In the records below, find the line containing "Locate the gray" and restate it and all lines after it exactly, through the last line.

----- Exercise input -----

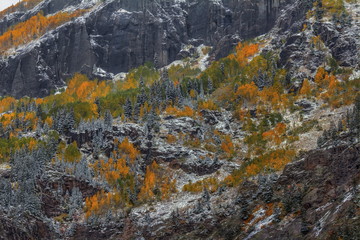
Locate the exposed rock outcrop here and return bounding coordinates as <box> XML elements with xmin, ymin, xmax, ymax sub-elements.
<box><xmin>0</xmin><ymin>0</ymin><xmax>294</xmax><ymax>98</ymax></box>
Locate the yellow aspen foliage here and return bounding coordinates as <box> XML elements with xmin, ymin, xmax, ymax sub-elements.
<box><xmin>229</xmin><ymin>42</ymin><xmax>260</xmax><ymax>67</ymax></box>
<box><xmin>221</xmin><ymin>135</ymin><xmax>235</xmax><ymax>157</ymax></box>
<box><xmin>1</xmin><ymin>112</ymin><xmax>16</xmax><ymax>127</ymax></box>
<box><xmin>299</xmin><ymin>79</ymin><xmax>312</xmax><ymax>96</ymax></box>
<box><xmin>183</xmin><ymin>177</ymin><xmax>219</xmax><ymax>193</ymax></box>
<box><xmin>322</xmin><ymin>0</ymin><xmax>345</xmax><ymax>15</ymax></box>
<box><xmin>311</xmin><ymin>36</ymin><xmax>324</xmax><ymax>50</ymax></box>
<box><xmin>118</xmin><ymin>137</ymin><xmax>140</xmax><ymax>163</ymax></box>
<box><xmin>258</xmin><ymin>87</ymin><xmax>282</xmax><ymax>109</ymax></box>
<box><xmin>189</xmin><ymin>89</ymin><xmax>197</xmax><ymax>98</ymax></box>
<box><xmin>0</xmin><ymin>10</ymin><xmax>86</xmax><ymax>53</ymax></box>
<box><xmin>64</xmin><ymin>142</ymin><xmax>82</xmax><ymax>163</ymax></box>
<box><xmin>28</xmin><ymin>138</ymin><xmax>38</xmax><ymax>150</ymax></box>
<box><xmin>314</xmin><ymin>67</ymin><xmax>331</xmax><ymax>89</ymax></box>
<box><xmin>302</xmin><ymin>24</ymin><xmax>308</xmax><ymax>31</ymax></box>
<box><xmin>198</xmin><ymin>100</ymin><xmax>218</xmax><ymax>110</ymax></box>
<box><xmin>262</xmin><ymin>123</ymin><xmax>287</xmax><ymax>145</ymax></box>
<box><xmin>138</xmin><ymin>163</ymin><xmax>157</xmax><ymax>201</ymax></box>
<box><xmin>0</xmin><ymin>97</ymin><xmax>16</xmax><ymax>113</ymax></box>
<box><xmin>160</xmin><ymin>178</ymin><xmax>177</xmax><ymax>200</ymax></box>
<box><xmin>85</xmin><ymin>190</ymin><xmax>112</xmax><ymax>219</ymax></box>
<box><xmin>116</xmin><ymin>72</ymin><xmax>138</xmax><ymax>90</ymax></box>
<box><xmin>165</xmin><ymin>106</ymin><xmax>195</xmax><ymax>118</ymax></box>
<box><xmin>166</xmin><ymin>134</ymin><xmax>177</xmax><ymax>144</ymax></box>
<box><xmin>44</xmin><ymin>117</ymin><xmax>53</xmax><ymax>127</ymax></box>
<box><xmin>235</xmin><ymin>82</ymin><xmax>259</xmax><ymax>106</ymax></box>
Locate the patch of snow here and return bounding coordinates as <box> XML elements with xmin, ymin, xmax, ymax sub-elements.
<box><xmin>164</xmin><ymin>44</ymin><xmax>211</xmax><ymax>72</ymax></box>
<box><xmin>55</xmin><ymin>86</ymin><xmax>67</xmax><ymax>95</ymax></box>
<box><xmin>0</xmin><ymin>163</ymin><xmax>11</xmax><ymax>171</ymax></box>
<box><xmin>113</xmin><ymin>72</ymin><xmax>128</xmax><ymax>81</ymax></box>
<box><xmin>315</xmin><ymin>202</ymin><xmax>332</xmax><ymax>212</ymax></box>
<box><xmin>334</xmin><ymin>191</ymin><xmax>354</xmax><ymax>214</ymax></box>
<box><xmin>92</xmin><ymin>65</ymin><xmax>114</xmax><ymax>79</ymax></box>
<box><xmin>196</xmin><ymin>44</ymin><xmax>211</xmax><ymax>71</ymax></box>
<box><xmin>131</xmin><ymin>192</ymin><xmax>199</xmax><ymax>227</ymax></box>
<box><xmin>314</xmin><ymin>210</ymin><xmax>331</xmax><ymax>237</ymax></box>
<box><xmin>245</xmin><ymin>208</ymin><xmax>275</xmax><ymax>240</ymax></box>
<box><xmin>117</xmin><ymin>8</ymin><xmax>131</xmax><ymax>14</ymax></box>
<box><xmin>349</xmin><ymin>70</ymin><xmax>360</xmax><ymax>81</ymax></box>
<box><xmin>0</xmin><ymin>111</ymin><xmax>12</xmax><ymax>117</ymax></box>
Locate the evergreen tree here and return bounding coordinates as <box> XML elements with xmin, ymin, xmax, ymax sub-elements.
<box><xmin>207</xmin><ymin>77</ymin><xmax>213</xmax><ymax>94</ymax></box>
<box><xmin>154</xmin><ymin>53</ymin><xmax>159</xmax><ymax>69</ymax></box>
<box><xmin>133</xmin><ymin>101</ymin><xmax>141</xmax><ymax>122</ymax></box>
<box><xmin>75</xmin><ymin>157</ymin><xmax>92</xmax><ymax>181</ymax></box>
<box><xmin>36</xmin><ymin>104</ymin><xmax>43</xmax><ymax>119</ymax></box>
<box><xmin>329</xmin><ymin>121</ymin><xmax>337</xmax><ymax>140</ymax></box>
<box><xmin>104</xmin><ymin>110</ymin><xmax>113</xmax><ymax>131</ymax></box>
<box><xmin>124</xmin><ymin>98</ymin><xmax>133</xmax><ymax>120</ymax></box>
<box><xmin>95</xmin><ymin>98</ymin><xmax>101</xmax><ymax>115</ymax></box>
<box><xmin>69</xmin><ymin>187</ymin><xmax>83</xmax><ymax>217</ymax></box>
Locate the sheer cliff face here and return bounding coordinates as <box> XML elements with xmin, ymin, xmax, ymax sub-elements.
<box><xmin>0</xmin><ymin>0</ymin><xmax>293</xmax><ymax>98</ymax></box>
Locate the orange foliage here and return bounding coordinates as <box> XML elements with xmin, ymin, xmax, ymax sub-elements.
<box><xmin>229</xmin><ymin>42</ymin><xmax>260</xmax><ymax>67</ymax></box>
<box><xmin>66</xmin><ymin>73</ymin><xmax>110</xmax><ymax>102</ymax></box>
<box><xmin>244</xmin><ymin>163</ymin><xmax>261</xmax><ymax>176</ymax></box>
<box><xmin>116</xmin><ymin>72</ymin><xmax>138</xmax><ymax>90</ymax></box>
<box><xmin>166</xmin><ymin>134</ymin><xmax>177</xmax><ymax>144</ymax></box>
<box><xmin>183</xmin><ymin>177</ymin><xmax>219</xmax><ymax>193</ymax></box>
<box><xmin>299</xmin><ymin>79</ymin><xmax>312</xmax><ymax>96</ymax></box>
<box><xmin>262</xmin><ymin>123</ymin><xmax>287</xmax><ymax>145</ymax></box>
<box><xmin>1</xmin><ymin>112</ymin><xmax>16</xmax><ymax>127</ymax></box>
<box><xmin>235</xmin><ymin>82</ymin><xmax>259</xmax><ymax>106</ymax></box>
<box><xmin>117</xmin><ymin>137</ymin><xmax>140</xmax><ymax>163</ymax></box>
<box><xmin>198</xmin><ymin>100</ymin><xmax>218</xmax><ymax>110</ymax></box>
<box><xmin>44</xmin><ymin>117</ymin><xmax>53</xmax><ymax>127</ymax></box>
<box><xmin>221</xmin><ymin>135</ymin><xmax>235</xmax><ymax>158</ymax></box>
<box><xmin>258</xmin><ymin>87</ymin><xmax>281</xmax><ymax>108</ymax></box>
<box><xmin>94</xmin><ymin>157</ymin><xmax>130</xmax><ymax>186</ymax></box>
<box><xmin>311</xmin><ymin>36</ymin><xmax>324</xmax><ymax>49</ymax></box>
<box><xmin>0</xmin><ymin>97</ymin><xmax>16</xmax><ymax>113</ymax></box>
<box><xmin>138</xmin><ymin>161</ymin><xmax>177</xmax><ymax>202</ymax></box>
<box><xmin>85</xmin><ymin>190</ymin><xmax>117</xmax><ymax>219</ymax></box>
<box><xmin>28</xmin><ymin>138</ymin><xmax>38</xmax><ymax>150</ymax></box>
<box><xmin>165</xmin><ymin>106</ymin><xmax>195</xmax><ymax>118</ymax></box>
<box><xmin>0</xmin><ymin>10</ymin><xmax>86</xmax><ymax>53</ymax></box>
<box><xmin>314</xmin><ymin>67</ymin><xmax>333</xmax><ymax>89</ymax></box>
<box><xmin>138</xmin><ymin>161</ymin><xmax>158</xmax><ymax>201</ymax></box>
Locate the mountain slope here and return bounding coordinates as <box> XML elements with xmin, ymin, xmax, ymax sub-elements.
<box><xmin>0</xmin><ymin>0</ymin><xmax>359</xmax><ymax>239</ymax></box>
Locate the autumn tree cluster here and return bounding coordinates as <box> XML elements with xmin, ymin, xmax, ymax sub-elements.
<box><xmin>0</xmin><ymin>10</ymin><xmax>86</xmax><ymax>53</ymax></box>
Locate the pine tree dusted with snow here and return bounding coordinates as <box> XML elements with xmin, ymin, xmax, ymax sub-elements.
<box><xmin>104</xmin><ymin>110</ymin><xmax>113</xmax><ymax>131</ymax></box>
<box><xmin>124</xmin><ymin>98</ymin><xmax>133</xmax><ymax>120</ymax></box>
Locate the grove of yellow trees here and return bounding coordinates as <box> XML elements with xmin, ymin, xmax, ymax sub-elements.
<box><xmin>0</xmin><ymin>10</ymin><xmax>86</xmax><ymax>53</ymax></box>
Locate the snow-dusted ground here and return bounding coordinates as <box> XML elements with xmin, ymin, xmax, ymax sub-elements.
<box><xmin>165</xmin><ymin>44</ymin><xmax>211</xmax><ymax>71</ymax></box>
<box><xmin>0</xmin><ymin>163</ymin><xmax>10</xmax><ymax>171</ymax></box>
<box><xmin>284</xmin><ymin>101</ymin><xmax>352</xmax><ymax>153</ymax></box>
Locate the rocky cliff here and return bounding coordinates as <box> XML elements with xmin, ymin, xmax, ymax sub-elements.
<box><xmin>0</xmin><ymin>0</ymin><xmax>294</xmax><ymax>98</ymax></box>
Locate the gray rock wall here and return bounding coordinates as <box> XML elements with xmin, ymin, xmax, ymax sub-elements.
<box><xmin>0</xmin><ymin>0</ymin><xmax>293</xmax><ymax>98</ymax></box>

-----

■ Task result
Locate the gray rock wall here and return bounding coordinates as <box> XML elements with xmin, ymin, xmax, ymax sub-elements.
<box><xmin>0</xmin><ymin>0</ymin><xmax>293</xmax><ymax>98</ymax></box>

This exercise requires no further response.